» 演習課題
A) 昆虫標本の記事について、次の問いに答えてください。
(i) 宮田さん夫妻が昆虫を採集し続けてきた期間はどれほどですか。
(ii) 夫妻の自宅にある標本箱は何箱以上ですか。
(iii) アリヅカムシの最も小さい種類の体長は何ミリですか。
B) 昆虫標本の記事を、最後の文の後から続けて書いてください。

» 掲載本文
····················

愛好家の標本がピンチ

愛好家の標本がピンチ
博物館に並ぶチョウやカブトムシなどの昆虫の標本。

実は、愛好家が趣味で作ったものがたくさんあるということを知っていますか。

「その趣味、本格的すぎない?」

どちらかというと虫は苦手な私ですが、その精巧さに驚き、愛好家の標本作りを取材することにしました。

見えてきたのは、地域の生態系の研究を支えてきた愛好家たちの標本が、今、失われる危機にあるという現状でした。

(高知放送局記者 林沙也香)

標本作りの達人夫婦に密着

私が訪ねたのは、昆虫の魅力にハマり50年以上も採集し続けてきた高知市の宮田隆輔さん(82)と俊江さん(82)夫妻。

夫婦二人三脚で高知県を中心に昆虫を集め、そのコレクションは、自宅にあるだけでも標本箱80箱以上に上ります。
中でも熱心に集めたのが、体長わずか2ミリほどの小さな昆虫「アリヅカムシ」です。

最も小さい種類では0.5ミリ。

そんな小さな虫をいったいどうやって標本にするのか。

標本作りの様子を見せてもらいました。
標本作りはまず、虫を捕まえるところから始まります。

アリヅカムシは土の中にすんでいるので、規制などのない場所で土を取ってきます。
どこの土を取るかは、長年培ってきた2人の勘。

経験を積む中で、どこにいるのか少しずつ分かるようになったといいます。

さて、本当にこの土の中に虫がいるのでしょうか。
家に帰ったらまず土をザルに入れ、そのまま数日間待ちます。

アリヅカムシが自ら動いてザルの下に落ちるのを待つのです。

1日から2日で見つけられることもあれば、1週間たってようやく落ちてくることもあるそうです。

····················

» 元データ

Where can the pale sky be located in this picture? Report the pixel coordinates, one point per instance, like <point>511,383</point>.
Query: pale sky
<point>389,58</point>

····················

» 解答一覧
A)
(i) 50年以上
(ii) 80箱以上
(iii) 0.5ミリ

B)
そこは虫任せ、タイミングは「虫のみぞ知る」です。
虫を捕まえたらプラスチック容器に入れて冷凍庫で2~3時間凍らせます。

薬品を使う方法もありますが、虫の形や本来の色を残すために使わないのが宮田さん夫妻のこだわりです。
次に、種類を見分けます。

同じアリヅカムシでも、触角の形が違ったり、脚の形が違ったりと、種類はいろいろ。

それを一つ一つ、顕微鏡を使って見分けます。
特に注意するのは、脚の付け根です。

特徴がよく現れるそうです。

このピンセットは、なんと先端が0.02ミリ。

この作業がもっとも大変だといいます。
俊江さん
「息で虫が飛んじゃう。かなり息を詰めてやらないといけないんです」
分類ができたら、脚や触覚をしっかりとのばし、形を整えながらのり付けしていきます。

分類の表示を付けて完成です。

地道な作業で新種を発見!

宮田さん夫妻がアリヅカムシに注目したのは約20年前。

当時、図鑑にも情報が少なく、分類は自分たちの力でやるしかなかったといいます。

肉眼で見分けがつかないときには、写真を撮って拡大し、見比べました。
地道な観察を続け、少しずつ少しずつ分類していった2人。

これまでに約50種の新種を発見したということです。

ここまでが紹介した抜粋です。